- **TEXTE FOURNI**

● ● ● ● ● ● ●

Couverture de la revue Alternatives Théâtrales n°61

(Trois questions à Roland Fichet publiées dans « Écrire le théâtre aujourd’hui », Alternatives théâtrales n°61, juillet 1999)


1) Comment s'est déclenchée chez vous l'écriture théâtrale ?

Avant l'écriture théâtrale y a-t-il l'écriture ? L'écriture nouée au théâtre laisse une double trace, dans l'oreille et sur le papier. Dans le corps et sur le papier. A-t-elle une double origine ? Pour moi c'est probable. Une double origine et une origine trouble. L'écriture surgit-elle d'une secousse intime particulière ? Oui. Peut-on identifier cette secousse ? Je n'en suis pas sûr. C'est une secousse qui dure, ça je peux le dire, je crois.

● ● ● ● ● ● ●

- **DONNÉES PRÉSENTÉES**
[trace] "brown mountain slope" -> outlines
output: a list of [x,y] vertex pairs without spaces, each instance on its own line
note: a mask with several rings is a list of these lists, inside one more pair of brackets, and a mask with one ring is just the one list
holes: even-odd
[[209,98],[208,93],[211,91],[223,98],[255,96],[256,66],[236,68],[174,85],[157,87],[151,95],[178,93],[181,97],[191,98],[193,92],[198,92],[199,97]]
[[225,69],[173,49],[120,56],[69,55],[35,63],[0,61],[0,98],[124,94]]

● ● ● ● ● ● ●

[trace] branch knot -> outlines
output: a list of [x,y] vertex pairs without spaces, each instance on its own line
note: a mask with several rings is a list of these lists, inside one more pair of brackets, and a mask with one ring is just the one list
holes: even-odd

● ● ● ● ● ● ●

- **CONSIGNE 1**
Répondez à ces questions sur l'entretien :
(a) Dans quel numéro de la revue Alternatives théâtrales et à quelle date l'entretien a-t-il été publié ?
(b) Selon Roland Fichet, où l'écriture nouée au théâtre laisse-t-elle une double trace ?
(c) Quelle caractéristique de la secousse intime Roland Fichet dit-il pouvoir affirmer ?
- **CONSIGNE 2**
D'après l'entretien, en quoi consiste la double trace laissée par l'écriture nouée au théâtre ? Expliquez-le en une à trois phrases.
- **CONSIGNE 3**
Recopiez, s'il vous plaît, le passage de l'entretien qui commence par « Couverture de la » et s'arrête après « dire, je crois. », en échangeant « secousse » contre « commotion ».

- **CORRIGÉ COMPLET 1**
(a) Dans le n°61, en juillet 1999.
(b) Dans l'oreille et sur le papier, ou encore dans le corps et sur le papier.
(c) C'est une secousse qui dure.

- **CORRIGÉ COMPLET 2**
L'écriture nouée au théâtre laisse une trace dans l'oreille, ou dans le corps, et une autre sur le papier. Elle s'inscrit donc à la fois dans ce qui est entendu ou éprouvé physiquement et dans ce qui est écrit.

- **CORRIGÉ COMPLET 3**
Couverture de la revue Alternatives Théâtrales n°61

(Trois questions à Roland Fichet publiées dans « Écrire le théâtre aujourd’hui », Alternatives théâtrales n°61, juillet 1999)


1) Comment s'est déclenchée chez vous l'écriture théâtrale ?

Avant l'écriture théâtrale y a-t-il l'écriture ? L'écriture nouée au théâtre laisse une double trace, dans l'oreille et sur le papier. Dans le corps et sur le papier. A-t-elle une double origine ? Pour moi c'est probable. Une double origine et une origine trouble. L'écriture surgit-elle d'une commotion intime particulière ? Oui. Peut-on identifier cette commotion ? Je n'en suis pas sûr. C'est une commotion qui dure, ça je peux le dire, je crois.